◆ Stated goal 1: Output the stretch of entries from the start through the line containing "[(322, 72)]" as a Markdown table with the columns Row and Line, one numbered row for each line and no rows for blank lines. Leave the pictures out.

● ● ● ●

This then lends itself to a natural “perturbation” form of our full problem in terms of these probabilistic epsilons. Taking the red ($r$) component for the $i^{th}$ pixel as an example:

\[\begin{align*} \hat{\mathsf{pixel}}_{r,i} &= Q_c(r_0) \times (1 - Q_w(w_i)) + Q_c(r_1) \times Q_w(w_i) \\ &=(r_0 + \epsilon_c)(1 - w_i - \epsilon_w) + (r_1 + \epsilon_{c'}) \times (w_i + \epsilon_w) \\ &= r_0(1-w_i) - r_0\epsilon_w + \epsilon_c (1-w_i) + r_1w_i + r_1\epsilon_w +\epsilon_{c'}w_i + O(\epsilon^2) \\ &= \mathsf{pixel}_{r,i} + \underbrace{(r_1 - r_0)}_{\delta_r}\epsilon_w + (1-w_i)\epsilon_c + w_i\epsilon_{c}' + O(\epsilon^2) \end{align*}\]

Now, we don’t know exactly what these $\epsilon$s are, as they are probabilistic variables sampled from the $\epsilon_b$ distribution described above. However, we can make the (reasonable) assumption that in the limit of large images, the quantization errors of the weights and endpoint colors tend to be drawn uniformly.

As a result, we can use the heuristic where we substitute the $\epsilon$s with their expected absolute value, in order to compute an expected pixel reconstruction error.

● ● ● ●

◆ Stated goal 2:
Answer these questions about the excerpt on quantization error:
(a) Which color component does the excerpt use as its example for the $i^{th}$ pixel?
(b) In the limit of large images, how does the excerpt assume the quantization errors of the weights and endpoint colors tend to be drawn?
(c) In the heuristic, what are the $\epsilon$s replaced with?

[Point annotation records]

● ● ● ●

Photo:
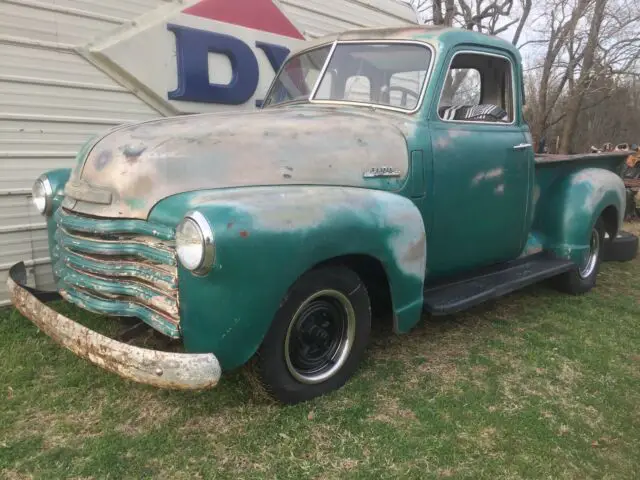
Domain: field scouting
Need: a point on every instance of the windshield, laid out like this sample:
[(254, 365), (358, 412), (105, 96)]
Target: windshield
[(381, 74)]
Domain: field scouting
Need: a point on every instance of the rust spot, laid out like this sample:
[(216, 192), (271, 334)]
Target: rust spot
[(132, 152)]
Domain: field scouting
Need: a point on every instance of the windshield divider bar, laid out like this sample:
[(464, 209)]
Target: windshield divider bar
[(322, 72)]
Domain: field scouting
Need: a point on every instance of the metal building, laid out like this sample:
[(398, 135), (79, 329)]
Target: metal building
[(70, 69)]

● ● ● ●

◆ Output 1:
| Row | Line |
|---|---|
| 1 | Photo: |
| 2 | Domain: field scouting |
| 3 | Need: a point on every instance of the windshield, laid out like this sample: |
| 4 | [(254, 365), (358, 412), (105, 96)] |
| 5 | Target: windshield |
| 6 | [(381, 74)] |
| 7 | Domain: field scouting |
| 8 | Need: a point on every instance of the rust spot, laid out like this sample: |
| 9 | [(216, 192), (271, 334)] |
| 10 | Target: rust spot |
| 11 | [(132, 152)] |
| 12 | Domain: field scouting |
| 13 | Need: a point on every instance of the windshield divider bar, laid out like this sample: |
| 14 | [(464, 209)] |
| 15 | Target: windshield divider bar |
| 16 | [(322, 72)] |

◆ Output 2:
(a) The red ($r$) component.
(b) They tend to be drawn uniformly.
(c) Their expected absolute value, which is used to compute an expected pixel reconstruction error.